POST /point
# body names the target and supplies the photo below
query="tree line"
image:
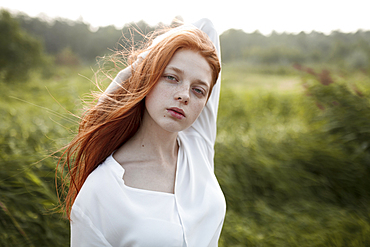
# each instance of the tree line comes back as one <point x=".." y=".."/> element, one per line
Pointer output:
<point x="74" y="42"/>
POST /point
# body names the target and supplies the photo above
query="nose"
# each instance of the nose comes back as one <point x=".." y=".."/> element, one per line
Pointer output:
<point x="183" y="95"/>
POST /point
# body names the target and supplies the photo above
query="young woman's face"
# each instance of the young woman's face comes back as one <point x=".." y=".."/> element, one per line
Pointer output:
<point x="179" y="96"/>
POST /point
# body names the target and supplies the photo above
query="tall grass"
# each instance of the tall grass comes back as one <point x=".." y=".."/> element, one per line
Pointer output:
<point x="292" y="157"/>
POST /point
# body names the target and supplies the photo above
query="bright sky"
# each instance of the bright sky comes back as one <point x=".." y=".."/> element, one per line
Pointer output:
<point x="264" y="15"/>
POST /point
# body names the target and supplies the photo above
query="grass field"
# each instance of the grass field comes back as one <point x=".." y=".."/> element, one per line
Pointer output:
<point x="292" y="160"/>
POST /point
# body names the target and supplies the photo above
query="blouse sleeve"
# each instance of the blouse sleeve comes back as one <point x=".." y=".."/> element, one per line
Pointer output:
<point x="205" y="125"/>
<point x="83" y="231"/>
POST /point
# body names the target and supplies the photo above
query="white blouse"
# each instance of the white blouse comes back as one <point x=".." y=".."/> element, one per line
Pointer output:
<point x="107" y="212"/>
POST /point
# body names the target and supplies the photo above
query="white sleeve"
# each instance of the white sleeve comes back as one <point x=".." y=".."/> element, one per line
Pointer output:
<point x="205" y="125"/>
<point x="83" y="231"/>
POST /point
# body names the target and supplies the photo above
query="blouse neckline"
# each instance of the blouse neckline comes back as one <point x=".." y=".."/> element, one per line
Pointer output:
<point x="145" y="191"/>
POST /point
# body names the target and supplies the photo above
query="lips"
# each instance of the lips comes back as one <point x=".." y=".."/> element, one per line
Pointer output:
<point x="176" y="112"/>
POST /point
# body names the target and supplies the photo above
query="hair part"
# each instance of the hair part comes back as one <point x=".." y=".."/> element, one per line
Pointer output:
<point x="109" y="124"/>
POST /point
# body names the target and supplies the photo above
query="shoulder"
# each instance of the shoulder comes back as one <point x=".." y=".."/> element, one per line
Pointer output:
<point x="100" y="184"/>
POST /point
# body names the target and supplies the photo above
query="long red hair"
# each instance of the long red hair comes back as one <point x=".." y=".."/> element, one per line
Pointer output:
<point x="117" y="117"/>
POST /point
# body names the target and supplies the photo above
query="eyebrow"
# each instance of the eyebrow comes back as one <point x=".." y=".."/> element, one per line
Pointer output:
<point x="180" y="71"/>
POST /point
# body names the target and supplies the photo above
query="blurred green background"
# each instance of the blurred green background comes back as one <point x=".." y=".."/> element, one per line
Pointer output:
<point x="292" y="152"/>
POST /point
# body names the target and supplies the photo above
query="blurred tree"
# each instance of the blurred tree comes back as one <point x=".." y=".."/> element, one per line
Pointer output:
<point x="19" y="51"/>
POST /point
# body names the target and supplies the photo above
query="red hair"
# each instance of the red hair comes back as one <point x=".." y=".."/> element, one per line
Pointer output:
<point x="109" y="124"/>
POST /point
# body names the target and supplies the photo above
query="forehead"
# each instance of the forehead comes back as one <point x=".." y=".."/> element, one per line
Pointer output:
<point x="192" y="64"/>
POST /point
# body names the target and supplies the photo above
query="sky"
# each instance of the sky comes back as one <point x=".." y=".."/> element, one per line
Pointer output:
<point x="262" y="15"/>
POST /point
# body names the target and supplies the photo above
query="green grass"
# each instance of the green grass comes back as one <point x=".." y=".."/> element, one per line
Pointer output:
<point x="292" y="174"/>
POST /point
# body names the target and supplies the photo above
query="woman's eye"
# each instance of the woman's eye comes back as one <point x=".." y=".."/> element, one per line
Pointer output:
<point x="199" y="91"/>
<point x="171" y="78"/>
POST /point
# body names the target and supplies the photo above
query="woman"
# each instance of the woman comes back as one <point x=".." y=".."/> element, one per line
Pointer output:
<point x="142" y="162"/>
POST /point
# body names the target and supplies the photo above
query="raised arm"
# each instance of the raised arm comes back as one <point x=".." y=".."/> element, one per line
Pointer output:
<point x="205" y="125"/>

**REQUEST**
Images must not appear in the copy; reproduce everything else in the records verbatim.

**FULL OUTPUT**
POST /point
# body names the target and supplies the photo below
query="tree line"
image:
# each instance of the tree line comes back as one <point x=".." y=".."/> element, one per line
Pointer output:
<point x="74" y="42"/>
POST /point
# body names the target and supplies the photo above
query="nose"
# each instance of the nose comes back as one <point x=".." y=".."/> element, one per line
Pointer output:
<point x="183" y="95"/>
POST /point
# body names the target and supplies the photo above
query="young woman's face"
# each instance of the young woman's face comes back as one <point x=".." y=".."/> element, one per line
Pointer output:
<point x="179" y="96"/>
POST /point
# body names the target and supplies the photo above
query="tall grass"
# each instance of the tall grass comes back as one <point x=".." y=".."/> element, one per line
Pointer output:
<point x="292" y="157"/>
POST /point
# body names the target and supplies the photo above
query="bright sky"
# each instance of the bright sky comes back as one <point x=".." y=".."/> element, one per line
Pointer output:
<point x="264" y="15"/>
POST /point
# body names the target and supplies the photo above
query="grass field"
# each instance of the grass field comes back as one <point x=".." y=".."/> element, one per line
Pointer output:
<point x="292" y="160"/>
POST /point
# body names the target and supplies the photo above
query="blouse sleeve"
# each instance of the blouse sleeve comes back as one <point x=".." y=".."/> element, one per line
Pointer output:
<point x="205" y="125"/>
<point x="83" y="231"/>
POST /point
# body names the target and supplies the photo above
query="white blouse"
# each instance of the white blouse comes back as one <point x=".." y=".."/> element, one per line
Pointer output:
<point x="107" y="212"/>
POST /point
# body names the target and supplies the photo above
query="white sleeve"
# each instance of the white sleeve comes back as one <point x=".." y=".."/> element, one per line
Pointer output:
<point x="205" y="125"/>
<point x="83" y="231"/>
POST /point
# body names the target and supplies the photo above
query="blouse neckline"
# each instance of the blouse neckline comes back as one <point x=".." y=".."/> element, one per line
Pointer output:
<point x="145" y="191"/>
POST /point
# body names the target and supplies the photo above
query="lips"
# each instance of the lips comes back as one <point x=".." y=".."/> element, one per line
Pointer output:
<point x="176" y="112"/>
POST /point
# body names the target and supplies the photo above
query="hair part"
# each instance of the hair part comes back as one <point x=".." y=".."/> element, one per line
Pointer output:
<point x="109" y="124"/>
POST /point
# body names the target and supplies the photo above
query="shoulder"
# each instance of the shoulder comes back as one <point x=".." y=".."/> element, one per line
Pointer output:
<point x="100" y="184"/>
POST /point
# body names the target and supplies the photo above
query="long red hair"
# each instance of the long red hair comes back as one <point x=".." y=".."/> element, one per line
Pointer output:
<point x="117" y="117"/>
POST /point
# body names the target and supplies the photo above
query="eyebrow"
# each instance of the eyebrow comes back as one <point x=".." y=".."/> element, one per line
Pointer output:
<point x="180" y="71"/>
POST /point
# body names the target and supplies the photo above
query="blurred green background"
# each instance of the blurred green background comes back as one <point x=".." y=".."/> element, one per line
Pointer output:
<point x="292" y="152"/>
POST /point
# body names the target and supplies the photo above
query="blurred tree"
# each instance of the blurred tree comes back as one <point x=".." y=".."/> element, one per line
Pointer output:
<point x="19" y="51"/>
POST /point
# body names the target and supplies the photo above
query="red hair"
# each instance of the red hair comes back as one <point x=".." y=".."/> element, one per line
Pointer output:
<point x="109" y="124"/>
POST /point
# body names the target and supplies the photo above
query="forehead"
# each instance of the forehead comes back as one <point x=".." y=".."/> element, one per line
Pointer output:
<point x="192" y="64"/>
POST /point
# body names the target and supplies the photo above
query="sky"
# each instance of the sky comes back as one <point x=".." y=".."/> element, one per line
Pointer output:
<point x="262" y="15"/>
POST /point
# body names the target and supplies the photo above
query="green grass"
# each instance of the green grass comes back as one <point x=".." y=".."/> element, one per line
Pointer output:
<point x="292" y="174"/>
POST /point
# body names the target and supplies the photo above
query="woman's eye"
# each instance of the woman's eye comes back as one <point x=".." y=".."/> element, one per line
Pointer output:
<point x="199" y="91"/>
<point x="171" y="78"/>
POST /point
# body names the target and supplies the photo above
query="woman"
# each instance of the woman comes back as one <point x=".." y=".."/> element, one per line
Pointer output:
<point x="142" y="162"/>
POST /point
# body names the target and supplies the photo above
query="raised arm"
# each instance of the raised arm comes back as one <point x=".." y=".."/> element, one per line
Pointer output:
<point x="205" y="125"/>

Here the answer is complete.